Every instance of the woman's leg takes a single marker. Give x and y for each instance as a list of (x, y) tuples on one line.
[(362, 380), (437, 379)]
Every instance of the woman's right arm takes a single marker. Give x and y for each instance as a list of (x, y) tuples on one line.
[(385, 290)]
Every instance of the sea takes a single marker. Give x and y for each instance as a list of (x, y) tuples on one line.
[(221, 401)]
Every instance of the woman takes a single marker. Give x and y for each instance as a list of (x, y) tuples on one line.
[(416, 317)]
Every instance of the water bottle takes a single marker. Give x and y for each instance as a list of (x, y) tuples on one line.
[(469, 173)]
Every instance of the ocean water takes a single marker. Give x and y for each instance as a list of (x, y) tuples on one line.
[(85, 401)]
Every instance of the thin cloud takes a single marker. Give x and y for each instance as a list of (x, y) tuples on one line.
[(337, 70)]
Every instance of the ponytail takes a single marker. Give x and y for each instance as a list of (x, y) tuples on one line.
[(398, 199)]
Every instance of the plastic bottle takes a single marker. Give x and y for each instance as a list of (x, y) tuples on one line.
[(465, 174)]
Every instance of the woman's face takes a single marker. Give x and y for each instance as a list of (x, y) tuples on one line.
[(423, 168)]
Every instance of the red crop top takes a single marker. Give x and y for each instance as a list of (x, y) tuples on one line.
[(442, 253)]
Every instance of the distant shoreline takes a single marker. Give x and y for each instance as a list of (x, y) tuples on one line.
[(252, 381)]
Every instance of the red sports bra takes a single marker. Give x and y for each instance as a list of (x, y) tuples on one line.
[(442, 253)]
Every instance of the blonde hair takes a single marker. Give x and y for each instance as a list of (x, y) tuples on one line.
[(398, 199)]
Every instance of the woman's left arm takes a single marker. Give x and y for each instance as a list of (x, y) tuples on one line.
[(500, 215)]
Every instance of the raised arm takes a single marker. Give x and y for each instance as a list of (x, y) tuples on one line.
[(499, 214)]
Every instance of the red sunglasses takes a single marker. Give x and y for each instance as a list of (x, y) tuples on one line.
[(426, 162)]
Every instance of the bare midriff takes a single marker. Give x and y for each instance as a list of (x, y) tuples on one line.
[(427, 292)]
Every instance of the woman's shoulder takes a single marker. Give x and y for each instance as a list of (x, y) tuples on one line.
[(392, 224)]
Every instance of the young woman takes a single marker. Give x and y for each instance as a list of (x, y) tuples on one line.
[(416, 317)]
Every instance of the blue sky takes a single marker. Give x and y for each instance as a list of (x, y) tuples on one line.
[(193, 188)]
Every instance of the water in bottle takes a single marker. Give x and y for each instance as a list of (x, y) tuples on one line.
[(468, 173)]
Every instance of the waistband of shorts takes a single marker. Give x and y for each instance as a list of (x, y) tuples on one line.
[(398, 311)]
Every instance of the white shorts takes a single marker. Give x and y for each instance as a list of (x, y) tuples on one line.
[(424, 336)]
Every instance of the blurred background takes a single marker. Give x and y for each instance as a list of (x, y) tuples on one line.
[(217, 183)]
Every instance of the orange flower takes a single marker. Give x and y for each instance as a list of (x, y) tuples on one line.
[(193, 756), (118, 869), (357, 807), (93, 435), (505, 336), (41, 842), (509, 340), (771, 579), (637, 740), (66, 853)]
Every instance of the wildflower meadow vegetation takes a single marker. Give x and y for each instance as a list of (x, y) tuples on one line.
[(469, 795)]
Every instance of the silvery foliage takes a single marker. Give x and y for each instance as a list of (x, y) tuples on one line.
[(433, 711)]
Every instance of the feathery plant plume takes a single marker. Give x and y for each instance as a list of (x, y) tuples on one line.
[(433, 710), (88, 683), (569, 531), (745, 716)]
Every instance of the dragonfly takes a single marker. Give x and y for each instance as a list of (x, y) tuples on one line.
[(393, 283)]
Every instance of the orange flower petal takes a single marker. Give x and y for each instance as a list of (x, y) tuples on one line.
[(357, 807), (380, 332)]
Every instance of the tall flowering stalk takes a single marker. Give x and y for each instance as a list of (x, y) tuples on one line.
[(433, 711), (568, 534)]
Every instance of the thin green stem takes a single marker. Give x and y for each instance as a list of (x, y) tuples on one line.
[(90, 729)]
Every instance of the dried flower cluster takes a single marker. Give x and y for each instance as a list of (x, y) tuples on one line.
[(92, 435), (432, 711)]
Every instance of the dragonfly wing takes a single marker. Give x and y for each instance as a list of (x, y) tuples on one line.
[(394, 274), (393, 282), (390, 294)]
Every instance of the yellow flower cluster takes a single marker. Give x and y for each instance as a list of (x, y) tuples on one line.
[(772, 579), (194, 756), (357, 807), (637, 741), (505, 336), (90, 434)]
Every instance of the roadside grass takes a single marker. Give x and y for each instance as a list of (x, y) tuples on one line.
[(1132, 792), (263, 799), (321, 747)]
□ □ □
Work to do
Can you write out all of the items above word for word, without changing anything?

Exercise solution
Every instance of the woman's leg takes a single marker. Give x and y for each instance as a list of (x, y) tuples on one line.
[(362, 380), (437, 379)]
Every instance of the woman's right arm takes a single marker. Give x and y for each instance as a list of (x, y) tuples on one line.
[(385, 290)]
Every instance of the sea takes a single marker. Give x and y for each instance as a list of (x, y) tuples on one line.
[(221, 401)]
Every instance of the woman takes a single marker. Give x and y for each instance as a list of (x, y) tuples on one line.
[(416, 317)]
Every instance of the water bottle takes a single marker. Give x and y for each instance as a list of (x, y) tuples on one line.
[(469, 173)]
Every instance of the ocean water takes a single marker. Give x and y for each instance as a list of (x, y) tuples on one line.
[(85, 401)]
Every instance of the thin cloud takes a single marker. Give x and y for each instance as a list of (x, y) tuples on one line.
[(337, 70)]
Every instance of the ponytail takes a single marker. Give x and y for each instance as a list of (x, y) tuples on one line.
[(398, 199)]
Every instance of the plastic bottle takes a single marker. Give x and y for each instance as a list of (x, y) tuples on one line.
[(465, 174)]
Every instance of the woman's face takes a single marker. Give x and y for each instance as a list of (x, y) tuples on one line.
[(423, 168)]
Every instance of the red crop top takes a single marker. Give x and y for each instance as a list of (x, y) tuples on one line.
[(442, 253)]
Every instance of the distant shoreline takes a single marker. Give x and y for each instance as a list of (x, y) tuples on one line.
[(252, 381)]
Every instance of the red sports bra takes a single marker. Give x and y for each instance as a list of (x, y) tuples on one line.
[(442, 253)]
Every instance of the blonde hair takes a single marker. Give x and y for each instance as a list of (x, y) tuples on one line.
[(398, 199)]
Every instance of the woman's left arm takes a single marker. Give x and y for each instance as a list of (x, y) tuples on one line.
[(500, 215)]
Every instance of the raised arm takes a single marker. Give x and y for each instance as a list of (x, y) tuples on one line.
[(499, 214)]
Every instance of the red sunglasses takes a single marker. Give x and y for each instance as a list of (x, y) tuples on one line.
[(426, 162)]
Every instance of the bare midriff takes a single marker. Give x and y for each instance as a list of (x, y) tuples on one line.
[(427, 292)]
Every instance of the woman's shoulder takes a single marker. Give x and y for each instance as a list of (x, y) tuples on one line.
[(392, 224)]
Every instance of the young woman takes a single marker. Give x and y for each instance as a list of (x, y) tuples on one line.
[(416, 317)]
Every instance of the blue sky takes a single marker. Give x and y for each instance as a list of (x, y) tuples on one line.
[(193, 188)]
Every instance of the water in bottle takes a single marker. Give x and y for each instance as a list of (x, y) tuples on one line.
[(468, 173)]
Every instance of the waistband of shorts takes a single marker. Give x and y for each instance as a list of (x, y) tuples on one line.
[(398, 311)]
Every instance of the white shorts takes a single marker. Give x and y for each instance as a list of (x, y) tuples on one line.
[(424, 336)]
Every instance of the blurred background takes a single marker. Give x and y for each instance as a list of (x, y) tuples on one line.
[(217, 183)]
Every instance of the orange flower takes a single marker. Give x and y for each instance as a list of (x, y) tuples on one line.
[(193, 756), (118, 869), (357, 807), (93, 435), (505, 336), (41, 842), (509, 340), (771, 579), (637, 740), (66, 853)]
Every instance of the wildflower meadow vegetation takes a single marker. Give x and y for each instance as a list of (x, y) tuples on one line.
[(469, 795)]
Every instance of the silvery foliage takes a single marker. Give x and y for each instance as a list of (x, y) tuples on one line.
[(433, 711)]
Every instance of the feathery plant plume takes a single marker. Give x and y for each instance as a list of (x, y) tuples on one line.
[(433, 710), (88, 683), (569, 531), (745, 716)]
Every instance of the dragonfly takes a single marker. Give x and y for each instance as a list of (x, y) tuples on one line.
[(393, 283)]
Every instance of the orange flower petal takes a single marker. Give x and y for each instance as a list of (x, y) tuples on one line.
[(357, 807), (380, 332)]
Every instance of the tall flowering stalk takes a single marker. Give x and y for each instance as a list of (x, y) tuples on one line.
[(433, 711), (568, 534)]
Every instance of the thin green stem takes a single marker. Give x and y for each instance as a list of (x, y) tuples on one line.
[(90, 729)]
Every instance of the dried flower cluster takes a single marker. Give x and y for each instance as a list of (x, y) tuples on one line.
[(92, 435), (432, 711)]
Every instance of the dragonfly wing takes a single marker. Give x and y for each instance as a list of (x, y) tuples on one line.
[(394, 274), (393, 282), (390, 294)]
Every instance of the yellow flower cluster takes a single marker. Give x and y for each instance as a list of (x, y) tuples on one line.
[(772, 579), (194, 756), (357, 807), (637, 741), (505, 336), (90, 434)]
Every instance of the roadside grass takes a single marker. Give x and y for each instance as a list of (x, y) tuples on one line.
[(1132, 792), (263, 799), (321, 747)]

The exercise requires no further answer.